AUFGABE A
Übertrage aus den Zeilen nach dem Text den Abschnitt beginnend mit der Zeile, die „</instance>“ enthält, und endend mit der Zeile, die „308L4 309V419L41 429L11“ enthält, beide eingeschlossen, in eine JSON-Liste von Strings. Jede Zeile wird ein eigener String, Leerzeilen bleiben weg.

TEXTBLOCK
::::::::
Deutschsprachig-jüdische Literatur seit der Aufklärung

Deutschsprachig-jüdische Literatur seit der Aufklärung

Neue Forschungszugänge in Paradigmen

Das Projekt

Ziel des vorliegenden Projektes, das wesentlich auf einen Erstantrag von Petra Ernst-Kühr († 2016) aufbaut, ist eine grundlegende und systematische Darstellung deutschsprachig-jüdischer Literatur seit der Aufklärung in ihrem gesamten Verbreitungsgebiet, aufbauend auf einem kulturwissenschaftlichen Textverständnis, ferner auf Ansätze aus der Rezeptionsästhetik, der Übersetzungs-Transfer-, Raum- und Medientheorie sowie der Wissenschaftsgeschichte. Ausgangspunkt ist dabei die These, dass jüdisches Denken und deutschsprachig-jüdische Literatur nicht primär assimilatorisch an künstlerisch-literarischen und wissenschaftlichen Entwicklungen im deutschsprachigen Raum partizipierten, sondern dass sie diese in dialogischer Weise und Impuls gebend maßgeblich mitkonstituiert haben. Traditionelle Ordnungskriterien wie Nation, Identität, Kultur und Religion werden ebenso wie Bemühungen um Einheit, Kanonisierung, um binäre Unterscheidbarkeit in jüdische und nichtjüdische Kultur und Literatur zurückgestellt zugunsten offenerer Zugänge in Paradigmen.
::::::::
ÜBUNGSDATEN
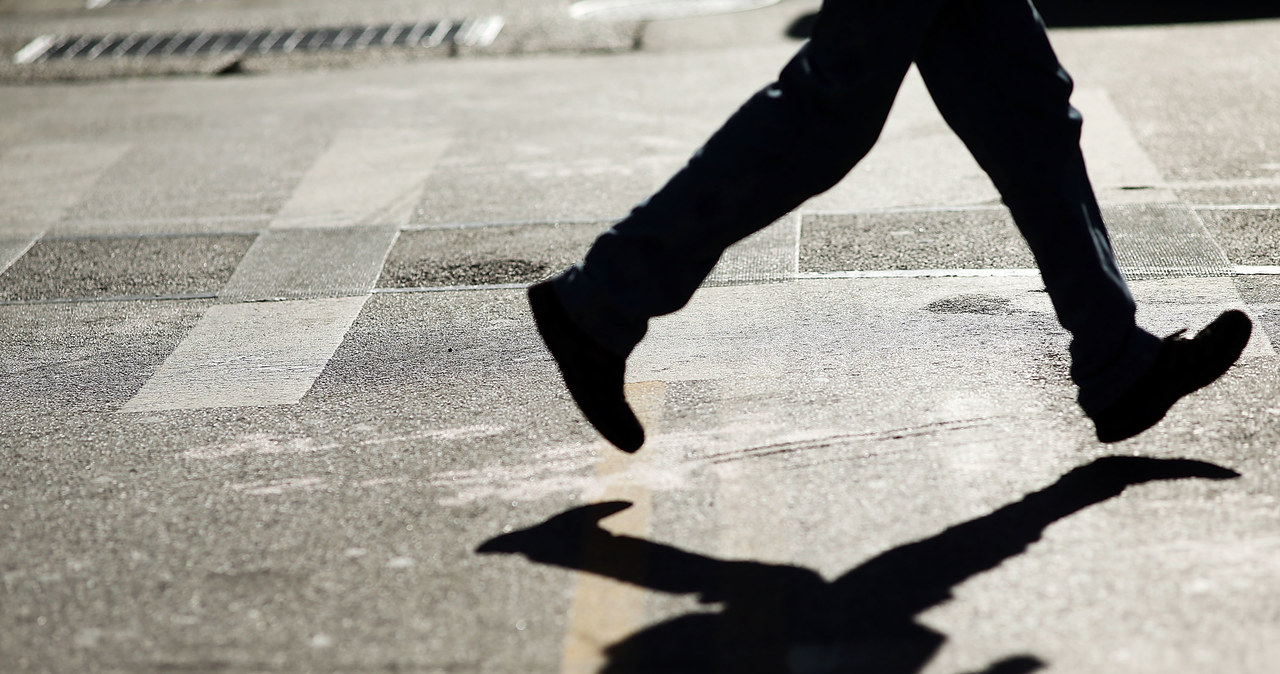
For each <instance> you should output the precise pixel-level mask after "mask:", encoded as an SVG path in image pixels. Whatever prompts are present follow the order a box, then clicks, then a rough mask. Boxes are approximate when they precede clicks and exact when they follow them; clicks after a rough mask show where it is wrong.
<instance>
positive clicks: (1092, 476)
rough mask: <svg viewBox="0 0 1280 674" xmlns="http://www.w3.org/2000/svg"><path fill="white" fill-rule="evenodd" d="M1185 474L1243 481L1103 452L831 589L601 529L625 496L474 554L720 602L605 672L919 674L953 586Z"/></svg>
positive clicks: (768, 673) (640, 640) (824, 584)
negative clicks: (981, 515) (1048, 535)
mask: <svg viewBox="0 0 1280 674" xmlns="http://www.w3.org/2000/svg"><path fill="white" fill-rule="evenodd" d="M1190 477H1198V478H1208V480H1229V478H1234V477H1238V473H1235V472H1234V471H1230V469H1228V468H1222V467H1220V466H1215V464H1211V463H1204V462H1198V460H1189V459H1153V458H1142V457H1106V458H1102V459H1098V460H1094V462H1093V463H1089V464H1087V466H1083V467H1079V468H1075V469H1073V471H1070V472H1069V473H1066V474H1064V476H1062V477H1061V478H1059V480H1057V481H1056V482H1055V483H1053V485H1050V486H1048V487H1044V489H1042V490H1039V491H1036V492H1033V494H1029V495H1027V496H1025V498H1023V499H1021V500H1019V501H1016V503H1012V504H1009V505H1005V506H1004V508H1000V509H998V510H995V512H992V513H991V514H987V515H983V517H979V518H977V519H973V521H969V522H964V523H961V524H956V526H954V527H950V528H947V529H946V531H942V532H941V533H938V535H936V536H932V537H928V538H924V540H920V541H916V542H911V544H908V545H902V546H900V547H895V549H892V550H890V551H886V553H882V554H881V555H878V556H876V558H873V559H870V560H867V561H864V563H861V564H859V565H858V567H855V568H852V569H850V570H849V572H846V573H845V574H842V576H841V577H840V578H837V579H835V581H832V582H827V581H824V579H823V578H822V577H820V576H818V573H815V572H813V570H810V569H806V568H803V567H791V565H781V564H764V563H759V561H730V560H721V559H713V558H709V556H704V555H699V554H696V553H689V551H685V550H681V549H678V547H673V546H669V545H663V544H657V542H652V541H645V540H641V538H634V537H630V536H614V535H612V533H609V532H607V531H604V529H603V528H600V526H599V521H600V519H604V518H605V517H608V515H612V514H614V513H618V512H621V510H623V509H626V508H628V506H630V505H631V504H628V503H625V501H611V503H602V504H594V505H584V506H580V508H575V509H572V510H568V512H566V513H562V514H559V515H557V517H553V518H550V519H548V521H547V522H544V523H541V524H538V526H534V527H530V528H526V529H521V531H515V532H512V533H506V535H502V536H498V537H495V538H493V540H490V541H488V542H485V544H483V545H481V546H480V547H479V549H477V551H479V553H508V554H522V555H525V556H527V558H529V559H531V560H534V561H539V563H543V564H553V565H558V567H563V568H568V569H575V570H582V572H589V573H594V574H599V576H605V577H611V578H614V579H618V581H623V582H627V583H632V584H636V586H641V587H646V588H650V590H654V591H659V592H668V593H680V595H686V593H689V595H696V596H698V597H699V600H700V601H703V602H704V604H719V605H722V609H721V610H719V611H716V613H694V614H689V615H684V616H680V618H675V619H672V620H668V622H666V623H660V624H658V625H654V627H650V628H646V629H644V631H643V632H639V633H636V634H632V636H631V637H628V638H627V639H625V641H623V642H621V643H616V645H612V646H611V647H609V648H608V651H607V655H608V657H609V664H608V665H607V666H605V669H604V670H603V671H604V673H605V674H622V673H659V671H660V673H669V671H685V673H708V674H709V673H713V671H724V673H733V674H751V673H762V674H764V673H768V674H776V673H782V671H832V673H835V671H838V673H849V671H876V673H878V674H915V673H918V671H920V670H922V669H923V668H924V665H925V664H928V662H929V660H931V659H932V657H933V655H934V654H936V652H937V651H938V648H940V647H941V646H942V643H943V642H945V641H946V636H945V634H941V633H938V632H937V631H934V629H932V628H929V627H927V625H924V624H922V623H920V622H919V620H918V616H919V615H920V614H922V613H924V611H925V610H928V609H931V607H933V606H937V605H940V604H942V602H945V601H947V600H950V599H951V596H952V595H951V592H952V590H954V588H955V587H956V586H957V584H960V583H963V582H964V581H966V579H968V578H972V577H973V576H977V574H979V573H983V572H987V570H991V569H993V568H996V567H998V565H1000V564H1001V563H1004V561H1005V560H1007V559H1011V558H1014V556H1016V555H1020V554H1021V553H1023V551H1025V550H1027V547H1028V546H1030V545H1032V544H1033V542H1036V541H1038V540H1039V537H1041V535H1042V533H1043V532H1044V529H1046V528H1047V527H1048V526H1050V524H1052V523H1053V522H1057V521H1059V519H1062V518H1065V517H1068V515H1071V514H1074V513H1076V512H1080V510H1083V509H1085V508H1088V506H1091V505H1094V504H1098V503H1102V501H1105V500H1107V499H1111V498H1114V496H1117V495H1119V494H1120V492H1121V491H1124V490H1125V489H1126V487H1129V486H1133V485H1139V483H1143V482H1149V481H1155V480H1179V478H1190ZM1010 601H1015V600H1012V599H1011V600H1010ZM1039 666H1041V662H1039V661H1038V660H1037V659H1034V657H1029V656H1014V657H1007V659H1002V660H1001V661H998V662H996V664H993V665H992V666H989V668H987V669H986V670H984V671H986V673H987V674H997V673H1000V674H1025V673H1028V671H1033V670H1036V669H1038V668H1039Z"/></svg>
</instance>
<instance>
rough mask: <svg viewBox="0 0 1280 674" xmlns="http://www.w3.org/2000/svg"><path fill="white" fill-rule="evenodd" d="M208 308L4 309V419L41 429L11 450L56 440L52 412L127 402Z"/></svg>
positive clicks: (121, 304) (175, 306) (148, 304)
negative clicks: (50, 415) (27, 419)
mask: <svg viewBox="0 0 1280 674" xmlns="http://www.w3.org/2000/svg"><path fill="white" fill-rule="evenodd" d="M206 306H207V302H201V301H195V302H146V303H140V302H93V303H76V304H41V306H29V304H12V306H0V325H4V330H3V331H0V333H3V334H0V344H3V345H0V363H3V366H0V371H3V372H4V380H5V385H4V388H3V389H4V390H3V391H0V400H3V407H4V408H5V411H6V414H12V416H13V418H27V419H29V421H31V422H32V427H33V428H35V430H33V431H32V435H24V434H23V432H17V434H14V435H6V436H5V441H4V445H5V448H6V449H8V450H13V451H20V450H23V449H26V448H31V446H32V445H33V444H38V443H41V441H42V440H40V439H41V437H46V436H47V434H50V432H52V434H55V435H56V431H54V430H52V427H54V426H55V425H50V423H49V417H50V414H51V413H54V411H56V413H54V416H56V417H59V418H63V419H65V418H70V417H74V416H76V414H77V413H81V412H100V411H108V409H114V408H116V407H119V405H120V404H124V403H125V402H127V400H128V399H129V398H132V396H133V395H134V394H136V393H137V391H138V389H141V388H142V385H143V384H145V382H146V380H147V377H148V376H150V375H151V372H154V371H155V368H156V367H157V366H159V364H160V363H161V362H163V361H164V359H165V358H166V357H168V356H169V353H170V352H172V350H173V349H174V347H177V345H178V343H179V341H180V340H182V338H183V336H184V335H186V334H187V331H188V330H191V327H192V326H193V325H196V321H197V320H198V318H200V316H201V313H204V311H205V308H206ZM41 419H44V421H41ZM90 444H92V441H90ZM14 474H17V473H14ZM5 559H9V558H5Z"/></svg>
::::::::
AUFGABE B
Auf wessen Erstantrag baut das Projekt laut dem Text über deutschsprachig-jüdische Literatur wesentlich auf?

SCHRIFTLICHE ANTWORT A
[
  "</instance>",
  "<instance>",
  "rough mask: <svg viewBox=\"0 0 1280 674\" xmlns=\"http://www.w3.org/2000/svg\"><path fill=\"white\" fill-rule=\"evenodd\" d=\"M208 308L4 309V419L41 429L11 450L56 440L52 412L127 402Z\"/></svg>"
]

SCHRIFTLICHE ANTWORT B
Auf einem Erstantrag von Petra Ernst-Kühr († 2016).